───── Task inputs ─────

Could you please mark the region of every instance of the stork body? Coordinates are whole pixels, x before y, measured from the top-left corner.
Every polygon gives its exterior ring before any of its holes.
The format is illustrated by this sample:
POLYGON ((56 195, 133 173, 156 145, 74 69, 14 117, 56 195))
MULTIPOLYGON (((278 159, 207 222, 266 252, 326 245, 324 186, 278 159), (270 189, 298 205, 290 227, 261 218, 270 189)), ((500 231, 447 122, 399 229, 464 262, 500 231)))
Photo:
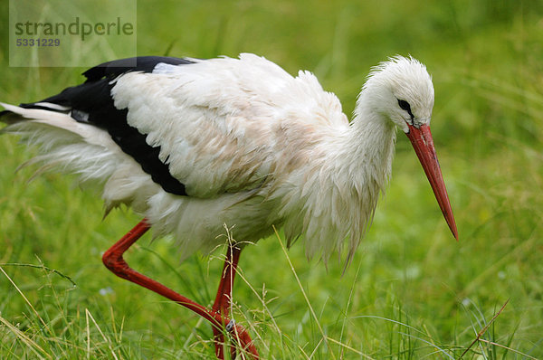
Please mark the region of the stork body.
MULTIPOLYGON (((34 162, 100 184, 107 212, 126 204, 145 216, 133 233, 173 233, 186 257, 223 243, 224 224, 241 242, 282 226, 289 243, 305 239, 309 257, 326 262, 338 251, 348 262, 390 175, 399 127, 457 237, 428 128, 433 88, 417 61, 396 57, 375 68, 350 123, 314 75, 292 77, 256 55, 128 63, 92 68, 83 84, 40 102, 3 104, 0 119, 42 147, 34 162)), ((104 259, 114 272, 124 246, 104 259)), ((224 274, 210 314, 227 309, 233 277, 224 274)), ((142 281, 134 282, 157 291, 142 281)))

─────
───── Task inputs ─────

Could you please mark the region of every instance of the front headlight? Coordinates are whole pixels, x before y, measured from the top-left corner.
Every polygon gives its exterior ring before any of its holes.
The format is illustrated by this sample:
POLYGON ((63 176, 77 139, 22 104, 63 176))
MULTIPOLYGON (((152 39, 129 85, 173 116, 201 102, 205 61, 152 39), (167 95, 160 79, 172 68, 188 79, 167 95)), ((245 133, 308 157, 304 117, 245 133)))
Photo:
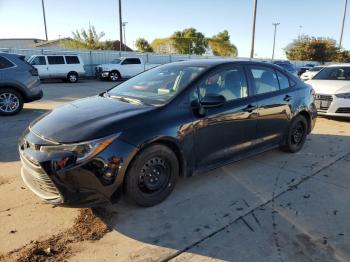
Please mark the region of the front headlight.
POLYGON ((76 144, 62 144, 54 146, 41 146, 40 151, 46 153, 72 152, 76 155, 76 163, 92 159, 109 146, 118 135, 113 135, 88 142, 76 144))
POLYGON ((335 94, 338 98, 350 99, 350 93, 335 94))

─────
───── Task inputs ─────

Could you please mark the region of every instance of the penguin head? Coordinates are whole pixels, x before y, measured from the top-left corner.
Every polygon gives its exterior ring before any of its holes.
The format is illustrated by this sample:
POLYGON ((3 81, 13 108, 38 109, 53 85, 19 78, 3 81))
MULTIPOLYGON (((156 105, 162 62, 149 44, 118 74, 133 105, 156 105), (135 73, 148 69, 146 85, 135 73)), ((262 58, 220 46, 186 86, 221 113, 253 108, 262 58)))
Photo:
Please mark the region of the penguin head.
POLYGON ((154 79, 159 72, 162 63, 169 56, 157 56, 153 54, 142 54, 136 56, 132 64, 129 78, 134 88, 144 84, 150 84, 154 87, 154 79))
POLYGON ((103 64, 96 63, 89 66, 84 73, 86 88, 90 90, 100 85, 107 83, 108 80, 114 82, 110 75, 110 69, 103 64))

─────

Revise the lines starting at the one containing "the stork body?" and ending at the one containing "Please mark the region of the stork body.", swapping "exterior ring" for "outer boundary" and keeping everything else the same. Leave the pictures out of your answer.

Could you please mark the region of every instance of the stork body? Coordinates are whole pixels, x before y, measured from the top-left corner.
Every polygon gives its outer boundary before any of its holes.
The format is illustrated by this sample:
POLYGON ((56 195, 133 173, 156 145, 74 69, 14 117, 56 195))
MULTIPOLYGON (((278 159, 207 222, 266 252, 326 245, 324 186, 278 159), (270 189, 298 205, 290 227, 261 218, 270 189)), ((500 231, 447 122, 399 229, 464 262, 500 231)))
Photo:
Please mark the region of the stork body.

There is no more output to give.